THE TASK – Resume the excerpt below on the causes and diagnosis of male infertility, writing on from its final sentence.

SELECTED EXTRACT –
╔══
Hypogonadotropic hypogonadism, characterized by inadequate gonadotropin stimulation leading to decreased testicular function, was observed in 8.5% of patients. Notably, only 5.3% of men remained classified as idiopathic after the extensive evaluation protocol, a marked reduction compared to historical cohorts predominantly relying on semen parameters alone.
Endocrine profiling revealed distinct hormonal signatures across infertility subtypes. High-FSH levels were predominantly associated with spermatogenic failure, reflecting a compensatory pituitary response to impaired testicular function. Conversely, hypogonadotropic hypogonadism exhibited low gonadotropin and testosterone levels indicative of hypothalamic or pituitary dysfunction.
The identified subgroups carry different prognostic and therapeutic implications. For instance, men with hypogonadotropic hypogonadism may benefit from hormonal replacement or stimulation, whereas those with infection/inflammation require targeted antimicrobial or anti-inflammatory interventions.
Expert Commentary
This study robustly confirms that male infertility is a heterogeneous condition best considered through a pathophysiological lens rather than solely by sperm parameters. The low idiopathic rate underscores the value of incorporating endocrine assessment and imaging into routine infertility work-ups, which concurs with contemporary guidelines promoting comprehensive diagnostic algorithms.
The prospective design and large, well-characterized cohort enhance the validity and generalizability of these findings. However, limitations include the single-center setting, which may influence patient demographics, and the need for cost-effectiveness analyses to justify broader implementation in diverse clinical settings.
Mechanistically, the study reinforces the role of pituitary-testicular axis evaluation in distinguishing functional spermatogenic impairments from obstructive or inflammatory causes, enabling precision medicine approaches.
╚══
RECORD EXTRACTS –
╔══
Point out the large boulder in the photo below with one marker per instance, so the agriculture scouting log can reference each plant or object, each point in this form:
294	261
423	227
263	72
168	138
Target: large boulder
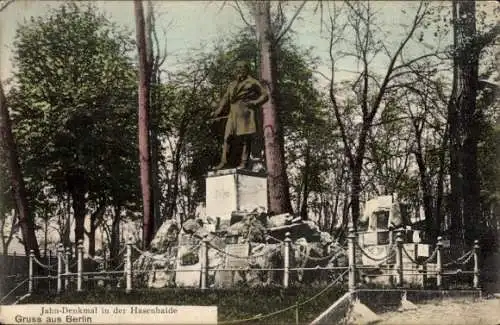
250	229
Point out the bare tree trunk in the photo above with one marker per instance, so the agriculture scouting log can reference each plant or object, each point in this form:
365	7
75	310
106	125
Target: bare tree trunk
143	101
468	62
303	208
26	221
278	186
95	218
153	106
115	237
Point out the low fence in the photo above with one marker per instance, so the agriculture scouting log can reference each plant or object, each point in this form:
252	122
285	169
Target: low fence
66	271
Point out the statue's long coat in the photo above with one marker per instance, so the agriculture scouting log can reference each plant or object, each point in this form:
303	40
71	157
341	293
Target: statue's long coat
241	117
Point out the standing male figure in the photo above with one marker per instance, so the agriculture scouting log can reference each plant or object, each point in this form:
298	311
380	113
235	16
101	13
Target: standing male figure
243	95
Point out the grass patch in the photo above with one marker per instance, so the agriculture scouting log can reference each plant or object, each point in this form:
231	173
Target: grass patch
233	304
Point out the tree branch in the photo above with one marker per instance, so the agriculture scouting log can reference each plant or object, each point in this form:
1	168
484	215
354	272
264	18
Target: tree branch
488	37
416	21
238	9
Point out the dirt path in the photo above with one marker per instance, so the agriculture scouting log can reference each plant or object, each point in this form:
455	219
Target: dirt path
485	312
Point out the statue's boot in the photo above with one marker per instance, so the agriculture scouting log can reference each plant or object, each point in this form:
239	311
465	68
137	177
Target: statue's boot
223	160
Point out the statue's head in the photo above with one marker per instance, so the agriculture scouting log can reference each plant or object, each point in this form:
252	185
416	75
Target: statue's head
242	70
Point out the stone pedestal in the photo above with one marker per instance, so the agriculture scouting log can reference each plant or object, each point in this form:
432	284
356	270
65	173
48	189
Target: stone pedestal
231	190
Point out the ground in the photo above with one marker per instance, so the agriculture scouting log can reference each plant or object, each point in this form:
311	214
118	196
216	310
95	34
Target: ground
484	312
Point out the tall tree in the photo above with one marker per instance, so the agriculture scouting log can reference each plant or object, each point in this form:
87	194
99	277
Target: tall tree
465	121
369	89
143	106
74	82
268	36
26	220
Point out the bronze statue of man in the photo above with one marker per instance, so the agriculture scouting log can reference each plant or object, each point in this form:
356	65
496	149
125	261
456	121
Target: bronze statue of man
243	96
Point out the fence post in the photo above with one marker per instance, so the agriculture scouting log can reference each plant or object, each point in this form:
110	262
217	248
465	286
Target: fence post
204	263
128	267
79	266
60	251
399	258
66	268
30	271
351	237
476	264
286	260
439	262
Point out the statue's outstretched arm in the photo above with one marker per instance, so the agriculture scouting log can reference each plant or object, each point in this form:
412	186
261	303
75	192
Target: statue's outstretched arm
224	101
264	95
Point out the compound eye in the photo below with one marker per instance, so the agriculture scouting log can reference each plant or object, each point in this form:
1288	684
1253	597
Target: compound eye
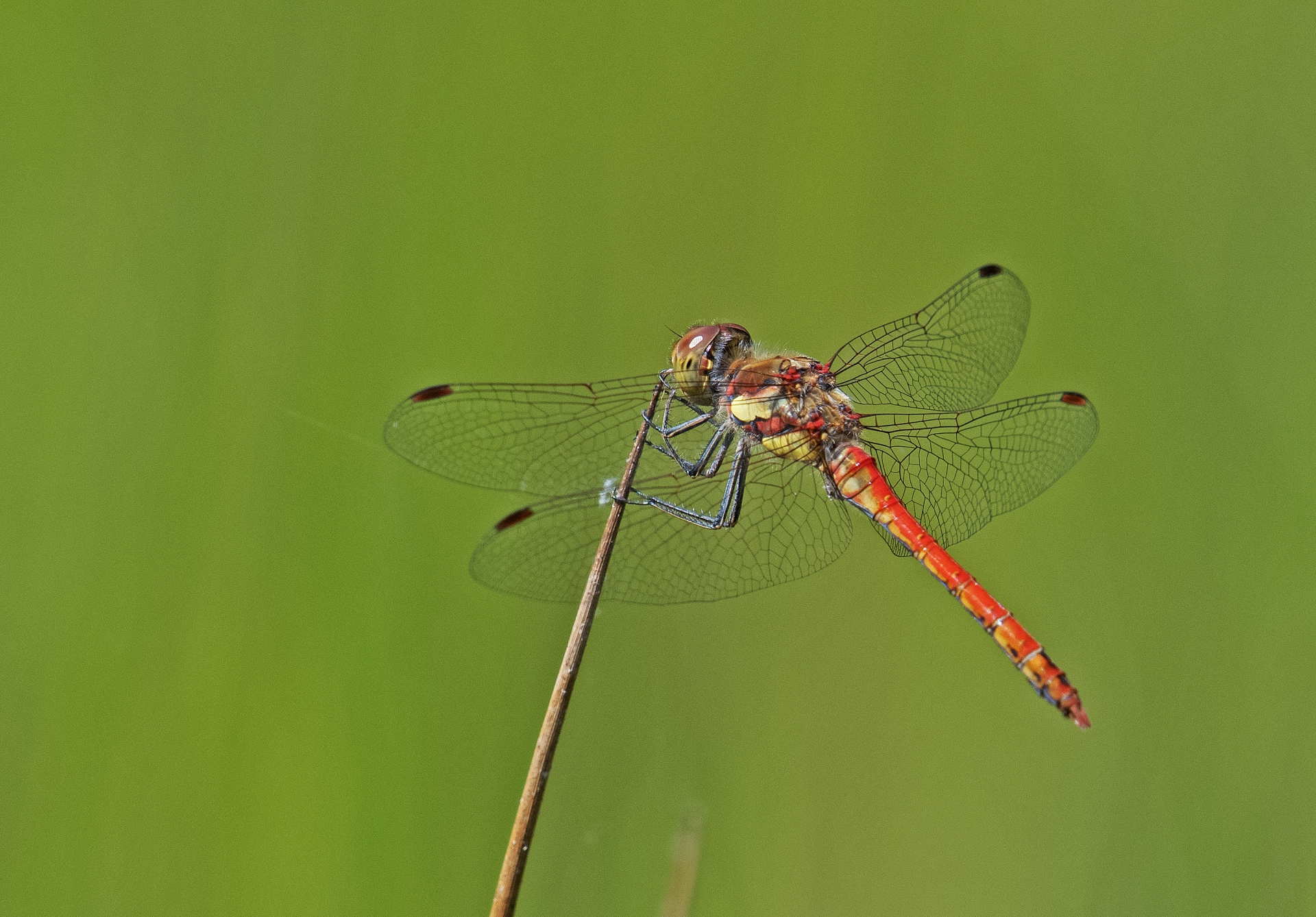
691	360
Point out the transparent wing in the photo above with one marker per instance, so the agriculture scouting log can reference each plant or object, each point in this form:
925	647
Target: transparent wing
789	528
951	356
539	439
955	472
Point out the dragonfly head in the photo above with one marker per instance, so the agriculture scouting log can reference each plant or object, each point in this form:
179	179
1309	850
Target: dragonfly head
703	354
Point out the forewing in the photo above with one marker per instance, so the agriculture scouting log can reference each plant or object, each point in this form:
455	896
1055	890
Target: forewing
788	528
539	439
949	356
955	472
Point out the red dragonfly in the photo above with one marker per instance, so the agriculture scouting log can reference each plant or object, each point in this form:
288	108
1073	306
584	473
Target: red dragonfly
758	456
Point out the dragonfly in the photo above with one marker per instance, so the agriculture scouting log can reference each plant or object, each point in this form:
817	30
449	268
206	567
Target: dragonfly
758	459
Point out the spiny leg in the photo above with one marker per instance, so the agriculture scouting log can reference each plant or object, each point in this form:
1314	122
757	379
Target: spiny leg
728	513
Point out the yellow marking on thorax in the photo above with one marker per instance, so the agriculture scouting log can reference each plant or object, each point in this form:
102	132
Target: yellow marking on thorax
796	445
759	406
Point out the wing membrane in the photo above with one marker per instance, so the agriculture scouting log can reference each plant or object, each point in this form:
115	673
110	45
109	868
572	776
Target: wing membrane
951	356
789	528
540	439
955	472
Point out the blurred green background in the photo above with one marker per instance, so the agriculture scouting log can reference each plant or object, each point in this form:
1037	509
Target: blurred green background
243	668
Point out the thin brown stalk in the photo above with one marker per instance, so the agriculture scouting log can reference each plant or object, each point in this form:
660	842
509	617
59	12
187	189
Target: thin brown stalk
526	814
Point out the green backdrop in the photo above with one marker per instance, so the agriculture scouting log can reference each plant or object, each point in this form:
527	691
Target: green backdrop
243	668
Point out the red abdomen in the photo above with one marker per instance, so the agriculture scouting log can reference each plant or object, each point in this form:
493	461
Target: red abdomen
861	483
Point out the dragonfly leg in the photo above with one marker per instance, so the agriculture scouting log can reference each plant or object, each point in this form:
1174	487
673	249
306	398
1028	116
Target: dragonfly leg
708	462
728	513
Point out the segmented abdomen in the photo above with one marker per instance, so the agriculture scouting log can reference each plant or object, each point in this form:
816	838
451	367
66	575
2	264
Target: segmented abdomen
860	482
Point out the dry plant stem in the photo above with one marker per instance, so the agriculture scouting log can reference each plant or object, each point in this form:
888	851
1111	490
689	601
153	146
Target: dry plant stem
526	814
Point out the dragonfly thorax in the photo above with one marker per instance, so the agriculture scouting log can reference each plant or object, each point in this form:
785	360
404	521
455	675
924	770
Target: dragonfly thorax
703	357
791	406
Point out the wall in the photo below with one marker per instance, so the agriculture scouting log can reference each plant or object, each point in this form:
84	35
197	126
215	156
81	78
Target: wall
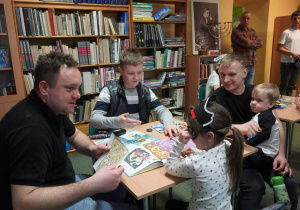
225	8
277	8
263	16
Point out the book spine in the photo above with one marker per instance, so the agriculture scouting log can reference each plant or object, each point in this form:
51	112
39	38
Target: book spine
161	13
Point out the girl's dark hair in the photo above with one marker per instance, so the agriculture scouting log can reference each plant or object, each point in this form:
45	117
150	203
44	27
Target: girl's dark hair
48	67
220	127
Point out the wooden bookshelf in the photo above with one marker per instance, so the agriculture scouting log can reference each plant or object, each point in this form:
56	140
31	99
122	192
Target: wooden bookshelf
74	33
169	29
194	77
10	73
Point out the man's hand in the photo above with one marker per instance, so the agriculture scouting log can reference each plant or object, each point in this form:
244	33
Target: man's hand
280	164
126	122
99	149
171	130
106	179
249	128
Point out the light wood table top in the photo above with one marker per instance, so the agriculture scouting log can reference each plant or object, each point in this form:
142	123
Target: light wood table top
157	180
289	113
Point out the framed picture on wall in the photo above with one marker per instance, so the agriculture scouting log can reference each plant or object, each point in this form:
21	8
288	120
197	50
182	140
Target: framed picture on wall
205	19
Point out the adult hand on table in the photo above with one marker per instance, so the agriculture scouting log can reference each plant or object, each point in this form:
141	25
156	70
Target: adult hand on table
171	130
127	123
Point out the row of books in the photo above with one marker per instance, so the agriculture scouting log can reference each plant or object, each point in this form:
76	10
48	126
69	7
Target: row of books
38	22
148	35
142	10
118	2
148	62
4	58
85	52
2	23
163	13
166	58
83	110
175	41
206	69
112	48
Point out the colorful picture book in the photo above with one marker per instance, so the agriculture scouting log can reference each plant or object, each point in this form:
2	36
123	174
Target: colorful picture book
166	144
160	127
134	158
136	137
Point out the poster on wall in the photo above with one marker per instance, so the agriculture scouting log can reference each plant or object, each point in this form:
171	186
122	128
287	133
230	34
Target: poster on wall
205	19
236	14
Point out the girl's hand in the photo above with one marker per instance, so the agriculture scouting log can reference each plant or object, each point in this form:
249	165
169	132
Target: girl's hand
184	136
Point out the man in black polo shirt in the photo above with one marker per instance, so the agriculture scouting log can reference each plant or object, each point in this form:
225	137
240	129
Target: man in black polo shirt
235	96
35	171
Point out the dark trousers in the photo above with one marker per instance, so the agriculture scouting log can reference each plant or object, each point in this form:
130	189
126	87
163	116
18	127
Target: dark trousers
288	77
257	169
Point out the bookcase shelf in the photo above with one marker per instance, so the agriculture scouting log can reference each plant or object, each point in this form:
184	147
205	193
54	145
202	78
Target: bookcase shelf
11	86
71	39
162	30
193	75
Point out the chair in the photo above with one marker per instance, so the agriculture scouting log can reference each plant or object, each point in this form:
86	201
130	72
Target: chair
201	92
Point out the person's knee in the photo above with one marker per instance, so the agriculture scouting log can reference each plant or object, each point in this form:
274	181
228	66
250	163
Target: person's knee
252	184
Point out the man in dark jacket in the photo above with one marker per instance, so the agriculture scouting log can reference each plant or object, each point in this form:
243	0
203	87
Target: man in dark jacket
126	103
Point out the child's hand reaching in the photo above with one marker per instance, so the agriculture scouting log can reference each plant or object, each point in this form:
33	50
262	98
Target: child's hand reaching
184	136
╚══
╔══
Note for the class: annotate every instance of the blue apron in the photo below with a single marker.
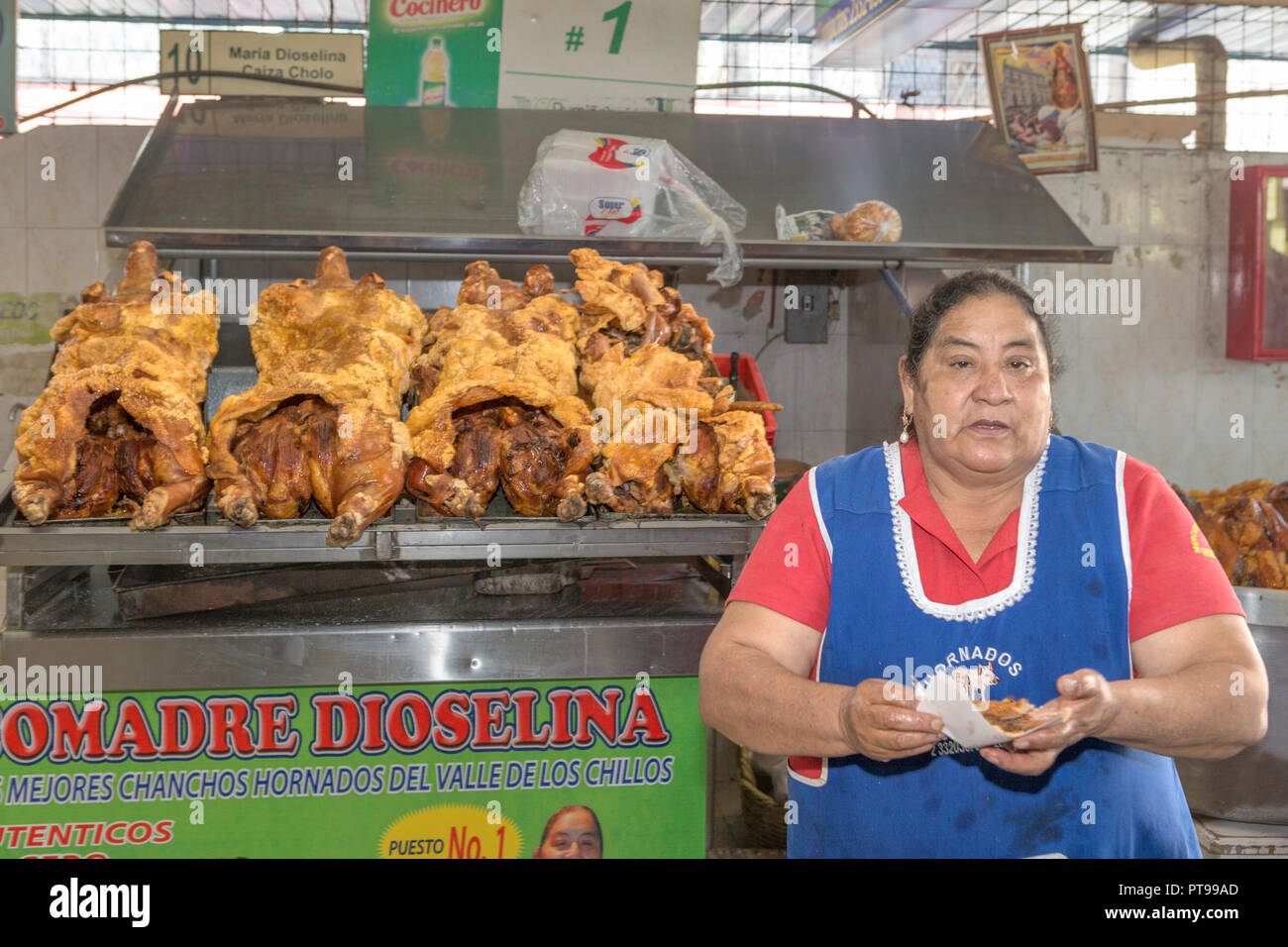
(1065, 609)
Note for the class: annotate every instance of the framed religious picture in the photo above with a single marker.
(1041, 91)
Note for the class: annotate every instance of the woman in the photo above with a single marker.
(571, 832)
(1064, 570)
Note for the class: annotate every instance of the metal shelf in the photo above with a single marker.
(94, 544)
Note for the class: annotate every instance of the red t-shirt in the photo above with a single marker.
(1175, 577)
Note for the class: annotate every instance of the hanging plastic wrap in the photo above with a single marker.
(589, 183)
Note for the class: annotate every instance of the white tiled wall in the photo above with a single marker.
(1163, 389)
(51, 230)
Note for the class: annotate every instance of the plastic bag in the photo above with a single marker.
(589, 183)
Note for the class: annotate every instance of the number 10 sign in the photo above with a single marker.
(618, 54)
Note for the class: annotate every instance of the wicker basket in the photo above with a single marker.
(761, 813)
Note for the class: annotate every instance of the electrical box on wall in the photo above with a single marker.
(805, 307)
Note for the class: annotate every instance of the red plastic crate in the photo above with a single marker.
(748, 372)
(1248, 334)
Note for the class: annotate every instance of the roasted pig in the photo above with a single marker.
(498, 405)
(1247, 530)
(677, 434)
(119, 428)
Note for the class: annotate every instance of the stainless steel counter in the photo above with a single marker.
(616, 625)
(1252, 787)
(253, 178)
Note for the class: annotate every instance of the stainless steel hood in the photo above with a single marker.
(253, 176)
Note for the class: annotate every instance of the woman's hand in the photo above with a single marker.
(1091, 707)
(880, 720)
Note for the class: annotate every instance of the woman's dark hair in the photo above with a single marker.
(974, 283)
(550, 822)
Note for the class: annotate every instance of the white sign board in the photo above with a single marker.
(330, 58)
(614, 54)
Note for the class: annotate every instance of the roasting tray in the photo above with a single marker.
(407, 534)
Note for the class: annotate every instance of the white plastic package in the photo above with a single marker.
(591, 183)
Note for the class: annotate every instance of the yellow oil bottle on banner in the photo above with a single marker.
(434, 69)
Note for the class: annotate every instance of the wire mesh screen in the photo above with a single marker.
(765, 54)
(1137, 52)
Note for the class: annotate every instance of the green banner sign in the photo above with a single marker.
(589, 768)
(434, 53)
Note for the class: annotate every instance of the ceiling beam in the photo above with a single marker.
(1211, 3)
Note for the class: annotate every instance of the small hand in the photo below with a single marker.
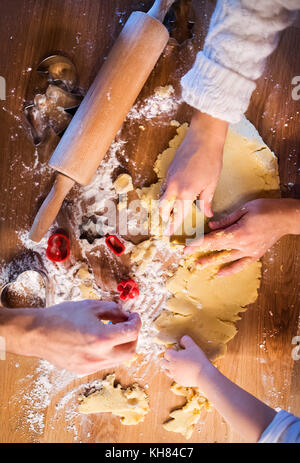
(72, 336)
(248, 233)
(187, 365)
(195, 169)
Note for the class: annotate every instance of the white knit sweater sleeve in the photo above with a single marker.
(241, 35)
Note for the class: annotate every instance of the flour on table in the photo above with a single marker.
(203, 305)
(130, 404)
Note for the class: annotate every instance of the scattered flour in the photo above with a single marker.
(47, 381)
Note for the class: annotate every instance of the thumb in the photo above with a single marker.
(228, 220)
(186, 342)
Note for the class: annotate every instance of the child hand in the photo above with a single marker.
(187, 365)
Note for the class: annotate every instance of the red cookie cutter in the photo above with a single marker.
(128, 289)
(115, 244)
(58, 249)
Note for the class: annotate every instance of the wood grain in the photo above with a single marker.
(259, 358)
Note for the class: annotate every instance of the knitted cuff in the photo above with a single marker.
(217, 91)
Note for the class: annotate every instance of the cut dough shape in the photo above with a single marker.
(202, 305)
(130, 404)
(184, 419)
╚══
╔══
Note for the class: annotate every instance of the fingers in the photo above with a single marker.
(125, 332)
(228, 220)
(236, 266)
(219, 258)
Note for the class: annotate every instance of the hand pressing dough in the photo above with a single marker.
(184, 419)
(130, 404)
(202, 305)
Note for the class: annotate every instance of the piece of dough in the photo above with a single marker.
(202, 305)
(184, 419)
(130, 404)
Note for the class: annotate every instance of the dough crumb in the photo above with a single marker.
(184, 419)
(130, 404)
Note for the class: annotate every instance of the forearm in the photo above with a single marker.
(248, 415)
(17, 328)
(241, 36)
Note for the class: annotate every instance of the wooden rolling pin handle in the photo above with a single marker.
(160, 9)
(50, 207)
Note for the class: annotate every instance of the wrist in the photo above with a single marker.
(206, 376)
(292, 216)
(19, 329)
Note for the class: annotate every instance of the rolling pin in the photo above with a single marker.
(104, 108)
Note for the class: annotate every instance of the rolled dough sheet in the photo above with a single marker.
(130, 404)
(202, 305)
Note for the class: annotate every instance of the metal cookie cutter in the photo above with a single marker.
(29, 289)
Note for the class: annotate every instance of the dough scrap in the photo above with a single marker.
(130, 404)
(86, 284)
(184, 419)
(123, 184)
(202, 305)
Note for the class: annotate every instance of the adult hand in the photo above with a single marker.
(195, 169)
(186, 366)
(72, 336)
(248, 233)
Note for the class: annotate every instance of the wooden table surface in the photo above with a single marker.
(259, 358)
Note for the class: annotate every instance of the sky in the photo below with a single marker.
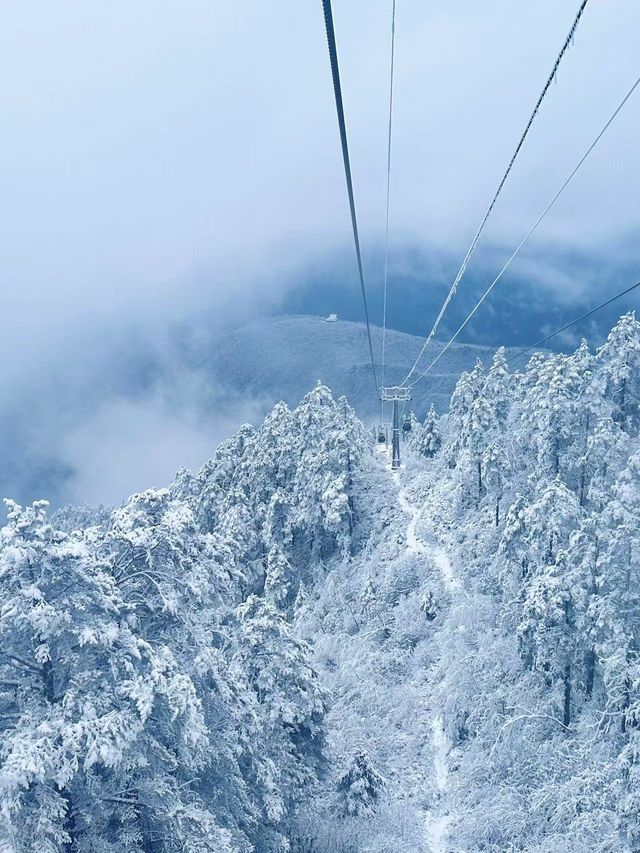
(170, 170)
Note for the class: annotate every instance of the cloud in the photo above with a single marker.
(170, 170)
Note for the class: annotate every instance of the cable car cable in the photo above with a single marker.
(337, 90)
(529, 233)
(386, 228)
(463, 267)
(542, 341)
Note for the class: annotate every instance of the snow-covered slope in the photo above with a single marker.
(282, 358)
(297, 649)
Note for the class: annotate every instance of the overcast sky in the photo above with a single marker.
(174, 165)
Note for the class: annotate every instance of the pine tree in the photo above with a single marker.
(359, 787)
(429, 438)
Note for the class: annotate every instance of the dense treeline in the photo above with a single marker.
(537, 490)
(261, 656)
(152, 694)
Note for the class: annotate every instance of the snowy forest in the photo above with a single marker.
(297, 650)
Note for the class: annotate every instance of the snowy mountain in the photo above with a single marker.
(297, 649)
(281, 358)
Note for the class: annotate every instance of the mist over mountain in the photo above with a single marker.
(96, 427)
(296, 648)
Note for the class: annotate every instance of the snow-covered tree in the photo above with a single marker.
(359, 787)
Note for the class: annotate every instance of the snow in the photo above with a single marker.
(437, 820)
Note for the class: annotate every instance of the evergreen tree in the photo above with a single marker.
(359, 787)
╚══
TASK RESPONSE –
Conclusion
This prospective analysis of 800 men with infertility illustrates that a pathophysiology-based classification integrating hormonal, microbiological, and imaging data significantly reduces idiopathic male infertility diagnoses and reveals clinically meaningful subgroups. These insights advance diagnostic precision and support targeted, etiology-specific treatments, potentially improving reproductive outcomes.
Future directions should include multi-center validation, longitudinal outcomes assessment, and development of standardized diagnostic pathways incorporating endocrine evaluation as a routine component of male infertility workup.
Funding and Trial Registration
Information on study funding and clinical trial registration was not specified in the source publication.
References
1. Practice Committee of the American Society for Reproductive Medicine. Diagnostic Evaluation of the Infertile Male: A Committee Opinion. Fertil Steril. 2022;117(6):1103-1109.
2. Hammoud AO, Gibson M, Peterson CM, Meikle AW. Men with Infertility: Endocrine and Genetic Considerations. Urol Clin North Am. 2021;48(1):1-20.
3. Jarvi K, Messing B, Samanta S. Male Infertility and Infection. Urol Clin North Am. 2019;46(2):139-146.
4. Krausz C, Riera-Escamilla A. Genetics of Male Infertility. Nat Rev Urol. 2018;15(6):369-384.
5. World Health Organization. WHO Laboratory Manual for the Examination and Processing of Human Semen, 6th Edition. 2021.